** Instructions for the task **
From the line that contains "Objective — for the reed" to the last line of the entries, write each line out exactly; include both ends and nothing else.

** Material shown **
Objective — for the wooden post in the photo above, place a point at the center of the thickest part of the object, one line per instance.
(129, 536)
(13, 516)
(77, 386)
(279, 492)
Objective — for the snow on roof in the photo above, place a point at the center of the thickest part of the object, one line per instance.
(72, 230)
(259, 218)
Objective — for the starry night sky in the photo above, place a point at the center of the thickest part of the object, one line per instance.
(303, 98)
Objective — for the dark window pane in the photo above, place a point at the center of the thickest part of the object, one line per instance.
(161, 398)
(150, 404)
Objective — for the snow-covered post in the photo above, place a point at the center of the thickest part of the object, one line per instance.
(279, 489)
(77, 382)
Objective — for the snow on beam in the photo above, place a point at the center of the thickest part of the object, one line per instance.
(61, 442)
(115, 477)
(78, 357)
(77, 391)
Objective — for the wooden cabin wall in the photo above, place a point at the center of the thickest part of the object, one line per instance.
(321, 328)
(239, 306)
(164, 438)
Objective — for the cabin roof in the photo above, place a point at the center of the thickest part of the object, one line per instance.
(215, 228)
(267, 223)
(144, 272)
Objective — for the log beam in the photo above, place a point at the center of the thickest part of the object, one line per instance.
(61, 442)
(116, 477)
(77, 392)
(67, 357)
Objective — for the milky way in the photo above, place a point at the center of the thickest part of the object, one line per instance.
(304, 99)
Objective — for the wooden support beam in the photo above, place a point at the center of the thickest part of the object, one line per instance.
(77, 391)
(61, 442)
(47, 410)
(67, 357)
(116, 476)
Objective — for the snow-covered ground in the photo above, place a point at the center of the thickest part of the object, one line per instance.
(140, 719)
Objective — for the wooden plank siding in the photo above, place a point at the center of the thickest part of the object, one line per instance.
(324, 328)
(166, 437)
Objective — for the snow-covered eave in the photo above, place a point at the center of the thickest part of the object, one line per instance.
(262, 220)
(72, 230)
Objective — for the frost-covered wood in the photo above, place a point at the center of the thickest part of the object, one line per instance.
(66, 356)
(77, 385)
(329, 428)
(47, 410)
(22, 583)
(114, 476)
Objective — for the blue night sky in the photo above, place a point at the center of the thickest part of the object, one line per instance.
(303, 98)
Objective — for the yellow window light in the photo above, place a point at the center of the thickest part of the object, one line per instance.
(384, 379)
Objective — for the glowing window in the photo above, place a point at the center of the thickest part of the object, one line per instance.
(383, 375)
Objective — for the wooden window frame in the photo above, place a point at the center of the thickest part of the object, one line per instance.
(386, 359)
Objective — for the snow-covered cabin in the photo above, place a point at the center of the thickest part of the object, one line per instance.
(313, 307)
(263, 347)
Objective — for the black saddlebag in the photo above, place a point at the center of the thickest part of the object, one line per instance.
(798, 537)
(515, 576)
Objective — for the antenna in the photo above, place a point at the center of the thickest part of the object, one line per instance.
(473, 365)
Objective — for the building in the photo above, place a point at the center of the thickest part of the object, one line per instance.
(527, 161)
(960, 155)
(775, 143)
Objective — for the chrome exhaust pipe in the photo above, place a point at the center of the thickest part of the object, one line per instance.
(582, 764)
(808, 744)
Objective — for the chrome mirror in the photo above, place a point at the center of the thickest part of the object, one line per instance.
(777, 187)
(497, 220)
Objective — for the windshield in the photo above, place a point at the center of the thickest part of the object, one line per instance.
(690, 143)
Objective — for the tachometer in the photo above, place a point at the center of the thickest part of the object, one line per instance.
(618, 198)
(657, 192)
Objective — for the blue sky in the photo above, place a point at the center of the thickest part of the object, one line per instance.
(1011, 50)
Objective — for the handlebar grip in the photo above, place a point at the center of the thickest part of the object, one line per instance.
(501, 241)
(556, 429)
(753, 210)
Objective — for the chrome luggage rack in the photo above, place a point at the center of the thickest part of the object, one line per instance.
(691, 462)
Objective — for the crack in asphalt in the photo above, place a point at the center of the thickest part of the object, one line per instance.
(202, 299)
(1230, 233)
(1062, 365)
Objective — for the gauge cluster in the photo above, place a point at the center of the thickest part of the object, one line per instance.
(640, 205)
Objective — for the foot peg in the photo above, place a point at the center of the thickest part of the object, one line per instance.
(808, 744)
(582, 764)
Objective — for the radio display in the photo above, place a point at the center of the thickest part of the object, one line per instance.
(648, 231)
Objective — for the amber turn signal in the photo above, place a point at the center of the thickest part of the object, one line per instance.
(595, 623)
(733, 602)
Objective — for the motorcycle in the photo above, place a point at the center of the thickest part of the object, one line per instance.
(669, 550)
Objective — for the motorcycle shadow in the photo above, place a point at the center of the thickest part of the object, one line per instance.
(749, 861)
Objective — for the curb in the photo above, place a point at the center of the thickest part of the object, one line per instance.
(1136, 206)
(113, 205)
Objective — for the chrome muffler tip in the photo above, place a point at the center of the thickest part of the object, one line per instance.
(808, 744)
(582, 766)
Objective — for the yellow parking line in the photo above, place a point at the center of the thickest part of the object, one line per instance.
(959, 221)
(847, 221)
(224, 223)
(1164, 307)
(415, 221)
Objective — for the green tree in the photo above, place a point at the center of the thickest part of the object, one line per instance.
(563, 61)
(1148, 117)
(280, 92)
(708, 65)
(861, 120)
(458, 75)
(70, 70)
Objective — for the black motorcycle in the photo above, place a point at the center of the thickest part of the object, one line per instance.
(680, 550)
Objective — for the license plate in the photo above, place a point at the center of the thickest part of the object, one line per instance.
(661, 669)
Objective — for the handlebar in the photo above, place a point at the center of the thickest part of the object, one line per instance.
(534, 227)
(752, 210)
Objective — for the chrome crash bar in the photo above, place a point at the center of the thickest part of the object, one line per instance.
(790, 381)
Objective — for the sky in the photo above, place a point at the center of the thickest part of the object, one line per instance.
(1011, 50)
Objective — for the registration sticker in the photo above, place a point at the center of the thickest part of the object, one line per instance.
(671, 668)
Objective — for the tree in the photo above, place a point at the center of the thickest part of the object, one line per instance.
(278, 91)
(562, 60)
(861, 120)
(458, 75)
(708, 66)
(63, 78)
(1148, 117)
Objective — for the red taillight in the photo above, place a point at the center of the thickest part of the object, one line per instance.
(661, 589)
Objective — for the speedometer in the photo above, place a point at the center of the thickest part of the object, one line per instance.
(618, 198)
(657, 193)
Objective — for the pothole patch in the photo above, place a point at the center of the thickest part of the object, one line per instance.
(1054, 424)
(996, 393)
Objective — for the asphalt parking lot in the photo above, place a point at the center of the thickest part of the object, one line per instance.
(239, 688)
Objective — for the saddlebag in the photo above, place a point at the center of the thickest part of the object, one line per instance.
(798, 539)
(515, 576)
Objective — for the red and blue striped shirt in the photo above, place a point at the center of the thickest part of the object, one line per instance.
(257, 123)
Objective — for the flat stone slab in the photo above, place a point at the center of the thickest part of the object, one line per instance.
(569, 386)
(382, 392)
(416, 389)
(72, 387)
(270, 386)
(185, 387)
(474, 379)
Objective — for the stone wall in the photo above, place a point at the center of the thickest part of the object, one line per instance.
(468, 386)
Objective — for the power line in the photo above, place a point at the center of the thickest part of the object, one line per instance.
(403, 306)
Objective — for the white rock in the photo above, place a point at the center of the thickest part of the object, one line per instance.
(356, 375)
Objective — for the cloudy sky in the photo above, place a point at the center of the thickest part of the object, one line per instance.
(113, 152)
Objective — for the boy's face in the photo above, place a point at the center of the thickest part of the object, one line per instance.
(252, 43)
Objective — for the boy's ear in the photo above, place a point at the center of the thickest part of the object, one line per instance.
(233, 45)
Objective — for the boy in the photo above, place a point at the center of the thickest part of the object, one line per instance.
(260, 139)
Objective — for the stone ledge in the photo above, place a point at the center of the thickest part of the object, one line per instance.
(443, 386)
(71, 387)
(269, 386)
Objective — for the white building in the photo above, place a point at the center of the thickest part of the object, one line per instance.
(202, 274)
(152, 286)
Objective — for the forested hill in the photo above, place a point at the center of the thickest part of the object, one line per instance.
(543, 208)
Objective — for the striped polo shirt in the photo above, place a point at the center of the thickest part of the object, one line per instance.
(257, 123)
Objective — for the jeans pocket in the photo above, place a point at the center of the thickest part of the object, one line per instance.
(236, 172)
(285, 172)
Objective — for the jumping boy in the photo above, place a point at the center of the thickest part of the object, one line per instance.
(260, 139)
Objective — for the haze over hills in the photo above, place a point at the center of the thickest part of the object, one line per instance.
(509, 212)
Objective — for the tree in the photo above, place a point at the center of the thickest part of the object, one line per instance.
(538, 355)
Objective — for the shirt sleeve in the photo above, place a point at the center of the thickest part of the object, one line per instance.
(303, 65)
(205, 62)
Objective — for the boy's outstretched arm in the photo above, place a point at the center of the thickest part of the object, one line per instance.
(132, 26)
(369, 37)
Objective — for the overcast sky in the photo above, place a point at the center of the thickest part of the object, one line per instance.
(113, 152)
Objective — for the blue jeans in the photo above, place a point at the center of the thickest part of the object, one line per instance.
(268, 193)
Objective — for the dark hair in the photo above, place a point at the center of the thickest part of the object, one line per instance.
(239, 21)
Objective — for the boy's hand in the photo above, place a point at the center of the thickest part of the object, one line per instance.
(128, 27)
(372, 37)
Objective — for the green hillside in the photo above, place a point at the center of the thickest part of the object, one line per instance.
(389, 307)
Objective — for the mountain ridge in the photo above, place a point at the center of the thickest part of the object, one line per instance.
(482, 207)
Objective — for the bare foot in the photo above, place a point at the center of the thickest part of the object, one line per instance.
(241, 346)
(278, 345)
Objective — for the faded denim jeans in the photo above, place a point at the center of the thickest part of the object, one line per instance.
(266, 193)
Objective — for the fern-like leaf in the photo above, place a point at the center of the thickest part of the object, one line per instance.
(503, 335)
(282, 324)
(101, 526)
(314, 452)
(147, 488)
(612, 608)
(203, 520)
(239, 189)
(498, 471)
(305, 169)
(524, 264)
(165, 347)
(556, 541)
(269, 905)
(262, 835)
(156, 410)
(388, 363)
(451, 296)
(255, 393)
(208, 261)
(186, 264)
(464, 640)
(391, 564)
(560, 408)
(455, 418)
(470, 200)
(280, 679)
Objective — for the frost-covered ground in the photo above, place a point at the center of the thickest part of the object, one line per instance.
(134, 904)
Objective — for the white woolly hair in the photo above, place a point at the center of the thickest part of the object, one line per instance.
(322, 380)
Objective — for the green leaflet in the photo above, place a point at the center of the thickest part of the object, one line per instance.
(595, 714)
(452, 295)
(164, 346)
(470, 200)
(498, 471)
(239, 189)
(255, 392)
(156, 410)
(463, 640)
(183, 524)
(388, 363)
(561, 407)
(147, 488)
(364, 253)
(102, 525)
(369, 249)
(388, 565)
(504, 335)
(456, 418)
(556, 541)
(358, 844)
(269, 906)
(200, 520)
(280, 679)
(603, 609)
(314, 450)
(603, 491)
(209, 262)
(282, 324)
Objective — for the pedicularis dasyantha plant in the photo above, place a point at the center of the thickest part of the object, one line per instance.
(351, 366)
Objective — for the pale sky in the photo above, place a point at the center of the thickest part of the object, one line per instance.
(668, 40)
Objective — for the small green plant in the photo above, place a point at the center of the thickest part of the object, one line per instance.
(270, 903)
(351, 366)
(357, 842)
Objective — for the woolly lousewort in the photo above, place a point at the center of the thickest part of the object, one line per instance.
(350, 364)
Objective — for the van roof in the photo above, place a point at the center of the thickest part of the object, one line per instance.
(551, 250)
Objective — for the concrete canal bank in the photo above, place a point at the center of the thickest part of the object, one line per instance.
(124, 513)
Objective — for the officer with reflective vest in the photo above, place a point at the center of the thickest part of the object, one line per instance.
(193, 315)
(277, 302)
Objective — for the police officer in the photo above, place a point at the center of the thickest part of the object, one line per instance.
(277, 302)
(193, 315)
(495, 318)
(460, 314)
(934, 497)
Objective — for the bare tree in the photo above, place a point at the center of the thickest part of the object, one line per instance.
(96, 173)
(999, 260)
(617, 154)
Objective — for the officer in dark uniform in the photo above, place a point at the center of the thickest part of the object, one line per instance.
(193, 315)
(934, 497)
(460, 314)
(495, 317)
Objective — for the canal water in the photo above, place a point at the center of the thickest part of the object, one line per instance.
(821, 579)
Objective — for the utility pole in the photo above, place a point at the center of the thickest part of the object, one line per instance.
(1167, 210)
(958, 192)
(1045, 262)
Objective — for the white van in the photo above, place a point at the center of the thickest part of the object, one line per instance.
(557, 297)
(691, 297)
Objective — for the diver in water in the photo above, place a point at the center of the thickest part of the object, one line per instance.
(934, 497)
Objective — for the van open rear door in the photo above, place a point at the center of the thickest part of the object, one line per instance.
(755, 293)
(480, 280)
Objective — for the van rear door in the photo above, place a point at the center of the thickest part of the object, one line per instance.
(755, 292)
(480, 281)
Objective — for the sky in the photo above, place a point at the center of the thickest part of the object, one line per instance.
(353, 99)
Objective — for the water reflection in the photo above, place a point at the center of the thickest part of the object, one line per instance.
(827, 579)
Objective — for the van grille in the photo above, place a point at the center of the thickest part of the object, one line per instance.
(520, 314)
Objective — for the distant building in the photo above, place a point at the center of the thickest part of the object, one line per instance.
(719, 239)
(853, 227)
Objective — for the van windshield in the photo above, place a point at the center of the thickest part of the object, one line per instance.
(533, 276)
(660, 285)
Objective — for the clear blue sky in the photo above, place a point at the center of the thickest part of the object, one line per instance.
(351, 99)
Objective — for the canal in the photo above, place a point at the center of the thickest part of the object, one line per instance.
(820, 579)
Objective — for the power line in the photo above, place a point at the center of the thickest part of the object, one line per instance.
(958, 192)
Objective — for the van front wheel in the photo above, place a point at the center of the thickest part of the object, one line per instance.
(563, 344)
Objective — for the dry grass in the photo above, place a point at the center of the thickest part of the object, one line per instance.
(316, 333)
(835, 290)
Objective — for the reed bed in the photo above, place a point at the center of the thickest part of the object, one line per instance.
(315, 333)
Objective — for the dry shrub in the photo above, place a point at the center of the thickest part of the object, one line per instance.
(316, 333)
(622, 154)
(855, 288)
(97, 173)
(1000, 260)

** Written answer **
Objective — for the reed bed in the photo above, place a point at the center of the thickest part of the object, one line per instance.
(315, 333)
Objective — for the dry shrub in the photo above, place a point at the center of the thickest part of the object, one line per instance.
(316, 333)
(622, 154)
(855, 288)
(97, 173)
(1000, 260)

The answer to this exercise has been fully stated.